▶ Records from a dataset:
>>>
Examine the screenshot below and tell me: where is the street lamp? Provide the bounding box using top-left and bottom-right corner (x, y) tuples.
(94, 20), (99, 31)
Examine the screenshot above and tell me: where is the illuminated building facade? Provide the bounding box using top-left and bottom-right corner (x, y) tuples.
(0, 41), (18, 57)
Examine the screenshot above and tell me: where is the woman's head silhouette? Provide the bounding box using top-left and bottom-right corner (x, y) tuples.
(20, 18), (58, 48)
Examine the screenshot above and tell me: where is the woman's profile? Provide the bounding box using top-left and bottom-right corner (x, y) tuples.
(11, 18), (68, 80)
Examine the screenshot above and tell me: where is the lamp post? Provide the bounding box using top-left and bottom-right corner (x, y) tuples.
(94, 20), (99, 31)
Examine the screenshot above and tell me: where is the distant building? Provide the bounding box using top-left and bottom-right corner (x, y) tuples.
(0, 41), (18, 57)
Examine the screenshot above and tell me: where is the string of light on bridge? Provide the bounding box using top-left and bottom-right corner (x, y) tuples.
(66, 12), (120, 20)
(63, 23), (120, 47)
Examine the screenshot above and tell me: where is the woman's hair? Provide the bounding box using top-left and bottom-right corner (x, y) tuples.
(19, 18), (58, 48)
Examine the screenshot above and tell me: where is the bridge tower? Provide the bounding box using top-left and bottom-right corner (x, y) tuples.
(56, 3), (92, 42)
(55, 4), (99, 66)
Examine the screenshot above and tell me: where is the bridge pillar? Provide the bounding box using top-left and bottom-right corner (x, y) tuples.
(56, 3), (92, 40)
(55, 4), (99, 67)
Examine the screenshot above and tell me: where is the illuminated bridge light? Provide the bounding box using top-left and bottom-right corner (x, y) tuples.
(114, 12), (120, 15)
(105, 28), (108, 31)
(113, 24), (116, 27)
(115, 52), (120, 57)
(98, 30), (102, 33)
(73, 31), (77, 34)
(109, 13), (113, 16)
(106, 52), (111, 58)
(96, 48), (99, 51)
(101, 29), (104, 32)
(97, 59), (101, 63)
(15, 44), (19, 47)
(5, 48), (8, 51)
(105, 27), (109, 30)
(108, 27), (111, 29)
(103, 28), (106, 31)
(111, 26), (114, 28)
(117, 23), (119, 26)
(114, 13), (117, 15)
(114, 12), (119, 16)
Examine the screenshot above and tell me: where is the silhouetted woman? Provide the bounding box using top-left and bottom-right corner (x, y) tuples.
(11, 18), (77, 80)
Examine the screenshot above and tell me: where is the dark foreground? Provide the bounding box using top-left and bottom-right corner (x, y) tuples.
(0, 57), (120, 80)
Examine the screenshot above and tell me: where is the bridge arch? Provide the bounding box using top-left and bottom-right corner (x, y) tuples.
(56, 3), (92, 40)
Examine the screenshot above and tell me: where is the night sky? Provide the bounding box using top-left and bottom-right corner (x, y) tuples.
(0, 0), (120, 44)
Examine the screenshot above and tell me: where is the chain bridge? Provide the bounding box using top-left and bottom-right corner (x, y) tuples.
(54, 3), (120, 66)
<<<
▶ EXERCISE DESCRIPTION:
Once the records end, copy them all again exactly.

▶ RESULT OF THE EXERCISE:
Examine the screenshot below and tell me: where is the street lamp? Provide the bounding box using top-left and bottom-right corner (x, y) tuples.
(94, 20), (99, 31)
Examine the screenshot above and tell me: where is the illuminated building facade? Provide the bounding box using top-left and bottom-right corner (x, y) tuples.
(0, 41), (18, 57)
Examine the screenshot above and tell me: where is the woman's head silhouette? Provide the bounding box using top-left and bottom-right corner (x, y) tuples.
(20, 18), (58, 48)
Examine the screenshot above and tell me: where is the woman's profile? Provide the bounding box using top-left and bottom-right corner (x, y) tuples.
(11, 18), (68, 80)
Examine the screenshot above and tell me: where is the lamp post? Provide the bounding box using top-left and bottom-right corner (x, y) tuples.
(94, 20), (99, 31)
Examine the screenshot above and tell me: where is the distant building? Provide the bounding box using top-left and bottom-right corner (x, y) tuples.
(0, 41), (18, 57)
Examine the screenshot above and tell me: where is the string of light on bridge? Provide the bounding box using top-left and bottom-right corner (x, y) tuples.
(66, 12), (120, 20)
(63, 23), (120, 47)
Examine the screenshot above and tell me: where is the woman's hair? Provide the bounding box using top-left and bottom-right corner (x, y) tuples.
(19, 18), (58, 48)
Examine the screenshot above and tell me: where is the bridge tower? Provide the bounding box using top-left and bottom-right corner (x, y) tuples.
(56, 3), (92, 42)
(55, 4), (99, 66)
Examine the screenshot above and tell me: where is the bridge pillar? Provide the bounding box using top-left and bottom-right corner (x, y) tuples.
(56, 3), (92, 40)
(55, 4), (99, 67)
Examine the screenshot above and tell me: where is the illuminated bridge light? Provide the bounding box using top-left and bottom-right corner (x, y) tuples.
(114, 12), (120, 15)
(105, 28), (108, 31)
(113, 24), (116, 27)
(115, 52), (120, 57)
(98, 30), (102, 33)
(73, 31), (77, 34)
(109, 13), (113, 16)
(106, 52), (111, 58)
(96, 48), (99, 51)
(101, 29), (104, 32)
(97, 59), (101, 63)
(15, 44), (19, 47)
(5, 48), (8, 51)
(105, 27), (109, 30)
(108, 27), (111, 29)
(103, 28), (106, 31)
(111, 26), (114, 28)
(117, 23), (119, 26)
(114, 13), (117, 15)
(114, 12), (119, 16)
Examine the screenshot above and tell me: where is the silhouetted woman? Provide the bounding box using top-left and bottom-right corner (x, y) tuples.
(11, 18), (77, 80)
Examine the screenshot above and tell me: where is the dark foreground? Provide the bounding box using top-left and bottom-right corner (x, y) tuples.
(0, 57), (120, 80)
Examine the screenshot above and tell me: where is the bridge arch? Provide the bounding box using top-left and bottom-right corner (x, y) tuples.
(56, 3), (92, 40)
Examine the screenshot above and tell me: where is the night sky? Provide the bounding box using top-left and bottom-right corner (x, y) tuples.
(0, 0), (120, 44)
Examine the screenshot above and tell me: where is the chain bridge? Provide the bounding box using top-left and bottom-right corner (x, y) tuples.
(54, 3), (120, 66)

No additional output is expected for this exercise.